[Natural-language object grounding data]
..............................
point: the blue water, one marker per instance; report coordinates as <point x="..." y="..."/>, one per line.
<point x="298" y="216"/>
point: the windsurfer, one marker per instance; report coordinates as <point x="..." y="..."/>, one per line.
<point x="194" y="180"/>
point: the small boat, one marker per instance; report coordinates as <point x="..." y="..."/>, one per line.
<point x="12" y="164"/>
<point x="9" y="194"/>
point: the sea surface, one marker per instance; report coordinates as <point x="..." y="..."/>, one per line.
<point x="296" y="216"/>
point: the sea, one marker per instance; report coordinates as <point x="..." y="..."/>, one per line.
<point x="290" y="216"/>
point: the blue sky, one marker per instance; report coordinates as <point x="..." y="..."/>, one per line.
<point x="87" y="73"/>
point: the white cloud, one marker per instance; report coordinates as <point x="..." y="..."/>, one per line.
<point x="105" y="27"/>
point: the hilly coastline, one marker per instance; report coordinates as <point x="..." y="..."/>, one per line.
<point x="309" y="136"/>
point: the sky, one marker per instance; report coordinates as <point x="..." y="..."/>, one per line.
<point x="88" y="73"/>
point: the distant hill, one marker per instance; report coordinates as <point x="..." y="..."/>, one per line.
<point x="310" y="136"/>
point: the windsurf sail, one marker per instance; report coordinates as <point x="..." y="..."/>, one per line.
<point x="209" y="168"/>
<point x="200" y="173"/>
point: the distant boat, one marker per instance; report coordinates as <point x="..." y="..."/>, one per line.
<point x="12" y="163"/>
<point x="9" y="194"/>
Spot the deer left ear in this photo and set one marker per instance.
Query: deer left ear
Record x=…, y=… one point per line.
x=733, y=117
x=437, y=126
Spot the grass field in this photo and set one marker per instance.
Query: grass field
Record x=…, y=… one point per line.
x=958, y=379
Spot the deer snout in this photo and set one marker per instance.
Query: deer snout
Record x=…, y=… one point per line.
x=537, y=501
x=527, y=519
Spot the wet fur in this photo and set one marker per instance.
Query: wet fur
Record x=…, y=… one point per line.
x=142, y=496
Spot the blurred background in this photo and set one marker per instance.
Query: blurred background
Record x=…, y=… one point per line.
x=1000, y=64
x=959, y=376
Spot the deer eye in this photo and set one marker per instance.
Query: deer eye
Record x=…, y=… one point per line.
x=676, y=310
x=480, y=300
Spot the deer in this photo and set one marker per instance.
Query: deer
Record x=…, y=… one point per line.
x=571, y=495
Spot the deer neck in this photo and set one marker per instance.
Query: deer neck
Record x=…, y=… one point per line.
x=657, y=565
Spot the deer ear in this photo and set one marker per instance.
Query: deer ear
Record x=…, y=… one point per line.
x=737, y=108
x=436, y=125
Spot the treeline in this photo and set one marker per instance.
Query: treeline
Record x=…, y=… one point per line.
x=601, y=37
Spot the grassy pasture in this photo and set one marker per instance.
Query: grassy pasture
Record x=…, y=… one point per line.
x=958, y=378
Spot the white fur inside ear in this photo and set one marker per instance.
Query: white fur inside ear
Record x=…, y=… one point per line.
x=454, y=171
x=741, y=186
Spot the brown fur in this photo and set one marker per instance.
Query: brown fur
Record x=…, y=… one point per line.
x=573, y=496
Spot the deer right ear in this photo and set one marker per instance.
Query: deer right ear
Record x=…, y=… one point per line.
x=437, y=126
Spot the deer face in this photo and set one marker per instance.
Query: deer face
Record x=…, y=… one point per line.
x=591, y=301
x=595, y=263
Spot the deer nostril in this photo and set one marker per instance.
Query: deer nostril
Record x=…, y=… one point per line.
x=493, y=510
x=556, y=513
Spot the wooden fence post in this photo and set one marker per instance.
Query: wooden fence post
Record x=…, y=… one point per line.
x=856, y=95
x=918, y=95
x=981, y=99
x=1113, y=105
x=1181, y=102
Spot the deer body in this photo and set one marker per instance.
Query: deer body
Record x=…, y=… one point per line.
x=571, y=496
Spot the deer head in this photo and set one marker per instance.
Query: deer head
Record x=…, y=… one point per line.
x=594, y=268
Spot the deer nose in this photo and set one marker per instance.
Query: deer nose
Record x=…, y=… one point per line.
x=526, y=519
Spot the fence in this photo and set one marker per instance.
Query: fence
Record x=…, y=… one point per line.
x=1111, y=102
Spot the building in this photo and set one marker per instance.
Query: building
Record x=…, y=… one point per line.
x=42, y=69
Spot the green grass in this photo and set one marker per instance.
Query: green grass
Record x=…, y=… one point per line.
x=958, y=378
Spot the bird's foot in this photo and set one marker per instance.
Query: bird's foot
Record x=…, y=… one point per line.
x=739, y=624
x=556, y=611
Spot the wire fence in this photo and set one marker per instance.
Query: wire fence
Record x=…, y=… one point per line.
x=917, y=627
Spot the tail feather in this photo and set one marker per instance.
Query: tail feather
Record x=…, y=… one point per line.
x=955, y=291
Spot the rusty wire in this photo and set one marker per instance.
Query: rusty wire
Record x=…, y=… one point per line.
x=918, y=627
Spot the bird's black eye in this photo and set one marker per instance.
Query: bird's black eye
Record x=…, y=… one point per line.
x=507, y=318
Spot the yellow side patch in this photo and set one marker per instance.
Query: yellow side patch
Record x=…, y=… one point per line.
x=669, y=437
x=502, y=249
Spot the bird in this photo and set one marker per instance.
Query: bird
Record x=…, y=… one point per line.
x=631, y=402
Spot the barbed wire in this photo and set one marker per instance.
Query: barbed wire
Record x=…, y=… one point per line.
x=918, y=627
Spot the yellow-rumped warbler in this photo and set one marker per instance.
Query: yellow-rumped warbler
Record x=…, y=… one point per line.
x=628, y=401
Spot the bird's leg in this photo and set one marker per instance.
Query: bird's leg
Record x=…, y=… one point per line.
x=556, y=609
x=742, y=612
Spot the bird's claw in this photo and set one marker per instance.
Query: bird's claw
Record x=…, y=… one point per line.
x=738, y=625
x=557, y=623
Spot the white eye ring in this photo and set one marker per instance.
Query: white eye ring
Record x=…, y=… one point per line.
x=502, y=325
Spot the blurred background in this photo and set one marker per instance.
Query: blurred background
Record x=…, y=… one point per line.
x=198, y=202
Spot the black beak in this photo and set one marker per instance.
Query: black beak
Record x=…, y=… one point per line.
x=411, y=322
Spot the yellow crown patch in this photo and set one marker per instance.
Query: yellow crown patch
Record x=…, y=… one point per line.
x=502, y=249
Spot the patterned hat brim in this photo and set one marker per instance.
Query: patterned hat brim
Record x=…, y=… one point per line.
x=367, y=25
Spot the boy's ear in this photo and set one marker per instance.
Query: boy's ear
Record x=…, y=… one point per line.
..............................
## [Try it]
Every line above should be reproduced precisely.

## [Response box]
point: the blue water, one marker per instance; report coordinates as <point x="..." y="..."/>, one per line.
<point x="298" y="216"/>
point: the windsurfer, one marker per instance; report coordinates as <point x="..." y="..."/>, one per line.
<point x="194" y="180"/>
point: the small boat, one marker per instance; report coordinates as <point x="..." y="..."/>, one per line.
<point x="12" y="164"/>
<point x="9" y="194"/>
point: the sea surface, one marker per instance; report coordinates as <point x="..." y="..."/>, one per line.
<point x="296" y="216"/>
point: the sea, one marker per instance; report coordinates as <point x="..." y="..."/>, one per line.
<point x="290" y="216"/>
point: the blue sky, one marker per instance; report coordinates as <point x="..." y="..."/>, one per line.
<point x="87" y="73"/>
point: the white cloud, one marker per instance; report coordinates as <point x="..." y="..."/>, one per line.
<point x="105" y="27"/>
point: the hilly coastline, one marker per instance; report coordinates as <point x="..." y="..."/>, one per line.
<point x="309" y="136"/>
point: the sky, one marker per instance; report coordinates as <point x="..." y="..."/>, one per line.
<point x="88" y="73"/>
point: the distant hill, one marker per instance; report coordinates as <point x="..." y="..."/>, one per line.
<point x="310" y="136"/>
point: the windsurf sail, one marker per instance; report coordinates as <point x="..." y="..."/>, one per line.
<point x="209" y="168"/>
<point x="200" y="173"/>
point: the distant boat, one marker per instance; report coordinates as <point x="..." y="..."/>, one per line.
<point x="12" y="163"/>
<point x="9" y="194"/>
Spot the deer left ear in this photo and set one marker per instance.
Query: deer left ear
Record x=…, y=… one point per line.
x=733, y=117
x=437, y=126
Spot the grass field in this photo and set one marker per instance.
Query: grass field
Record x=…, y=… one point per line.
x=958, y=379
Spot the deer snout in this photo and set one marker per instance.
Query: deer snout
Record x=…, y=… one point per line.
x=537, y=501
x=527, y=519
Spot the wet fur in this photo and set one marker per instance.
Query: wet fur
Record x=…, y=… one point per line.
x=142, y=496
Spot the blurred background in this photo and set one marker per instance.
Query: blurred background
Record x=…, y=… one point per line.
x=1000, y=64
x=959, y=376
Spot the deer eye in this photo and set one marker per instance.
Query: deer eye
Record x=…, y=… one point per line.
x=676, y=310
x=480, y=300
Spot the deer in this photo and set one marker per instance.
Query: deer
Record x=…, y=… one point per line.
x=571, y=495
Spot the deer neck in this photo and set one marker per instance.
Query: deer neck
Record x=…, y=… one point per line.
x=657, y=565
Spot the deer ear in this photo and set one marker per instance.
Query: deer ear
Record x=…, y=… one point per line.
x=737, y=108
x=436, y=125
Spot the treeline in this photo and set one marker per instance.
Query: treeline
Record x=…, y=… one point per line.
x=601, y=37
Spot the grassy pasture in this photo and set one marker per instance.
Query: grassy pasture
Record x=…, y=… one point per line.
x=958, y=378
Spot the white fur inside ear in this photo and set one marker per instance.
Query: white fur inside ear
Record x=…, y=… one point per line.
x=454, y=171
x=741, y=186
Spot the brown fur in this photo and set one marker per instance.
Query: brown fur
Record x=…, y=… one point per line.
x=573, y=496
Spot the deer right ear in this photo and set one marker per instance.
Query: deer right ear
Record x=…, y=… one point per line.
x=437, y=126
Spot the deer face in this photo and set one marker per instance.
Query: deer face
Record x=…, y=… one point per line.
x=591, y=301
x=595, y=263
Spot the deer nostril in this photo and set one marker per instance.
Query: deer nostril
Record x=…, y=… one point per line.
x=493, y=510
x=556, y=513
Spot the wooden fence post in this photo and set one marker per instance.
Query: wooden fence post
Record x=…, y=… one point per line.
x=856, y=95
x=918, y=95
x=981, y=99
x=1113, y=105
x=1181, y=102
Spot the deer body in this photo and set one marker per instance.
Query: deer body
Record x=…, y=… one point per line.
x=571, y=496
Spot the deer head in this photo and set one marker per instance.
Query: deer head
Record x=…, y=… one point per line.
x=594, y=268
Spot the deer nose in this photo and set one marker per instance.
Query: deer nose
Record x=…, y=… one point per line.
x=526, y=519
Spot the fence in this photo and set one marker per instance.
Query: fence
Record x=…, y=… one point per line.
x=1111, y=102
Spot the building in this photo and set one marker per instance.
Query: building
Record x=…, y=… one point per line.
x=42, y=69
Spot the green grass in this photo and set one marker per instance.
Query: green grass
Record x=…, y=… one point per line.
x=958, y=378
Spot the bird's foot in this photo and set one marker per instance.
Query: bird's foot
Record x=…, y=… one point per line.
x=739, y=624
x=556, y=611
Spot the wire fence in this photo and set one marker per instance.
Query: wire fence
Record x=…, y=… one point per line.
x=917, y=627
Spot the tail feather in this photo and set one marker per instance.
Query: tail feather
Record x=…, y=… one point per line.
x=955, y=291
Spot the rusty wire in this photo and set one marker per instance.
Query: rusty wire
Record x=…, y=… one point per line.
x=918, y=627
Spot the bird's black eye in this photo and set one marker per instance.
Query: bird's black eye
Record x=…, y=… one point per line.
x=507, y=318
Spot the yellow side patch in this photo and set one marker per instance.
Query: yellow side patch
Record x=…, y=… one point per line.
x=669, y=437
x=502, y=249
Spot the bird in this photo and set one marker per instance.
Query: bird
Record x=…, y=… one point per line.
x=631, y=402
Spot the barbed wire in this photo and set one marker per instance.
Query: barbed wire
Record x=…, y=… one point per line.
x=918, y=627
Spot the yellow-rumped warbler in this photo and set one marker per instance.
Query: yellow-rumped warbler
Record x=…, y=… one point per line.
x=628, y=401
Spot the bird's leg in this photo and set one marker per instance.
Query: bird's leg
Record x=…, y=… one point per line.
x=556, y=609
x=742, y=612
Spot the bird's claw in this photo and set one marker per instance.
Query: bird's claw
Record x=…, y=… one point per line.
x=738, y=625
x=557, y=623
Spot the white eye ring in this photo and set one marker per instance.
Query: white eye ring
Record x=…, y=… one point per line.
x=502, y=325
Spot the blurred background in this photo and set one marker per instance.
Query: blurred background
Record x=…, y=… one point per line.
x=198, y=202
Spot the black beak in this photo and set one marker per instance.
Query: black beak
Record x=…, y=… one point per line.
x=411, y=322
Spot the yellow crown patch in this photo and set one marker per instance.
Query: yellow crown patch
Record x=…, y=… one point per line.
x=502, y=249
Spot the patterned hat brim in this photo and set one marker per instance.
Query: patterned hat brim
Record x=…, y=… one point per line.
x=367, y=25
Spot the boy's ear in this photo and set one marker per instance.
Query: boy's ear
Record x=…, y=… one point per line.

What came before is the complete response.